EXERCISE:
Render the records as a JSON list of strings, one string per line with blank lines left out, starting with the line that contains "Target: closed patio umbrella" and going on through the end of the records.

THE INPUT:
++++++++++
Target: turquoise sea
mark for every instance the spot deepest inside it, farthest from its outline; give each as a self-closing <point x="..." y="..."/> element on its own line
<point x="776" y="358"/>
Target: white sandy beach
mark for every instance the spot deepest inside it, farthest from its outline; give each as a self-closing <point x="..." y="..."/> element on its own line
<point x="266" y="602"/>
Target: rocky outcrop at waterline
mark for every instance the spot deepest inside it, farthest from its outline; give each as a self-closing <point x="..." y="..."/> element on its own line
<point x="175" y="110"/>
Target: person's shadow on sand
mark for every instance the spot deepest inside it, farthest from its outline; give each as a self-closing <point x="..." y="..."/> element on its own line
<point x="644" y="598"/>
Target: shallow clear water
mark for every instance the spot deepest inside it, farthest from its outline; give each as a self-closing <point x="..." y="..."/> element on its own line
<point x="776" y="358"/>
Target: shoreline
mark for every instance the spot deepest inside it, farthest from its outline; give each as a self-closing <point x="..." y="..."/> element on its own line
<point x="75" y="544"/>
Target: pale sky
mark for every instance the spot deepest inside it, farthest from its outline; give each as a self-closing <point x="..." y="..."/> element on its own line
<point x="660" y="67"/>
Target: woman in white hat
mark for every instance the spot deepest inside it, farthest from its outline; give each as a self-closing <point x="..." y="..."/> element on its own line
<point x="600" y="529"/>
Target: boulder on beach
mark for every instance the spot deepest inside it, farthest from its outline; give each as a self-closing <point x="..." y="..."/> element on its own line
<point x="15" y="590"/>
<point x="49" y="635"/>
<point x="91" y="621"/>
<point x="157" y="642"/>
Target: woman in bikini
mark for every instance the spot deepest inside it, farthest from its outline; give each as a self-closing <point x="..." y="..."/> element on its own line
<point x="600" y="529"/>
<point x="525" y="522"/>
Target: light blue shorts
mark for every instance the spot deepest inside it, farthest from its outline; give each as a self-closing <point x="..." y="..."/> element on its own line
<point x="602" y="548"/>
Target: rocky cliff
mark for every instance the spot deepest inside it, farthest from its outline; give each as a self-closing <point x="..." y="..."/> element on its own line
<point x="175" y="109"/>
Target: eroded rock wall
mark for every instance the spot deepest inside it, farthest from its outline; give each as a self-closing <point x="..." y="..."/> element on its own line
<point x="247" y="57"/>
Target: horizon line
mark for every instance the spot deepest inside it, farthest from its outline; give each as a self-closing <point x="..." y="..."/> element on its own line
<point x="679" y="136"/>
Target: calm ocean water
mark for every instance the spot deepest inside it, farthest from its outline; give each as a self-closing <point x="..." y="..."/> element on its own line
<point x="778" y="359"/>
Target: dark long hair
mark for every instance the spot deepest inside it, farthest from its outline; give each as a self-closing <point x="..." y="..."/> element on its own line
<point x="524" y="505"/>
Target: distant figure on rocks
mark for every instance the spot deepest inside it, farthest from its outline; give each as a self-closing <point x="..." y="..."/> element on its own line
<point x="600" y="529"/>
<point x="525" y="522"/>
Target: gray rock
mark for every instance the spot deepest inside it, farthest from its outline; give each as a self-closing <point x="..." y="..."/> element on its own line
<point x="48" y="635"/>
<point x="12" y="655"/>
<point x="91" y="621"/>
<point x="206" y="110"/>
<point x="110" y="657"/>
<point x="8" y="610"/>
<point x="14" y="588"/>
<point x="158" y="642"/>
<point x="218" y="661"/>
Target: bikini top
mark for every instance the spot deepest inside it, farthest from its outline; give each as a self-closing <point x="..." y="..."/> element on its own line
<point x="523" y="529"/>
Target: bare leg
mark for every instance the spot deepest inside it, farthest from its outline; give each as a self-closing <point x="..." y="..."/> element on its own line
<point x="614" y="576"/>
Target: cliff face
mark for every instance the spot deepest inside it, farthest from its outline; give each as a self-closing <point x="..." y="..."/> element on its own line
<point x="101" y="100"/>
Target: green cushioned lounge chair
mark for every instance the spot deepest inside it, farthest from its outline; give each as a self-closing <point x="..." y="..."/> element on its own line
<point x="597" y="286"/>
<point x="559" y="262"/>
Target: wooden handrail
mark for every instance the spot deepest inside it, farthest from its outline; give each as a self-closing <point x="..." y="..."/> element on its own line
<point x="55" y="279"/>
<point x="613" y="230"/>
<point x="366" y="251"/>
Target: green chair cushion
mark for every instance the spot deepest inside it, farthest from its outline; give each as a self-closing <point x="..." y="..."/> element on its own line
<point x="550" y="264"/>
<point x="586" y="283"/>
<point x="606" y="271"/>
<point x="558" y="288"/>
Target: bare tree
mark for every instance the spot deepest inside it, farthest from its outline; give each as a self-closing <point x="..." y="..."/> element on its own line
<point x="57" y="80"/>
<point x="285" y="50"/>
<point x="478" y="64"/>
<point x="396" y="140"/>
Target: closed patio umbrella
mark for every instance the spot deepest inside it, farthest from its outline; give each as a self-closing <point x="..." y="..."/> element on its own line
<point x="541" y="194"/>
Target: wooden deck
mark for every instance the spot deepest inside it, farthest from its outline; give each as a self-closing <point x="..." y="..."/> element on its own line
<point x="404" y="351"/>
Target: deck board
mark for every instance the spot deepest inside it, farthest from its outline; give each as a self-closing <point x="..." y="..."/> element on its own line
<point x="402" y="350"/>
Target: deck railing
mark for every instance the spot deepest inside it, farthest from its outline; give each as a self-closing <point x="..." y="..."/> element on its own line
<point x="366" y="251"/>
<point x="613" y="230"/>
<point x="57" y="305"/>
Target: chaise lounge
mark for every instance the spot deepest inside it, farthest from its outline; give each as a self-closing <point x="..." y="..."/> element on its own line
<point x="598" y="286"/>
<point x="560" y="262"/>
++++++++++
ANSWER FOR THIS EXERCISE:
[
  "Target: closed patio umbrella",
  "mark for every instance the spot deepest inside it, farthest from its outline; give each as a self-closing <point x=\"...\" y=\"...\"/> element on its own line",
  "<point x=\"541\" y=\"194\"/>",
  "Target: wooden deck",
  "mark for every instance the spot deepest inside it, farthest from its outline; give each as a self-closing <point x=\"...\" y=\"...\"/> element on its own line",
  "<point x=\"404\" y=\"351\"/>",
  "Target: deck board",
  "mark for every instance the spot deepest inside it, farthest from its outline; give each as a self-closing <point x=\"...\" y=\"...\"/> element on its own line",
  "<point x=\"402\" y=\"350\"/>",
  "Target: deck railing",
  "mark for every instance the spot deepest inside it, farthest from its outline; give each as a self-closing <point x=\"...\" y=\"...\"/> element on its own line",
  "<point x=\"366\" y=\"251\"/>",
  "<point x=\"613\" y=\"230\"/>",
  "<point x=\"57\" y=\"305\"/>",
  "Target: chaise lounge",
  "mark for every instance the spot deepest inside it, farthest from its outline; give each as a self-closing <point x=\"...\" y=\"...\"/> element on its own line",
  "<point x=\"598\" y=\"286\"/>",
  "<point x=\"560\" y=\"262\"/>"
]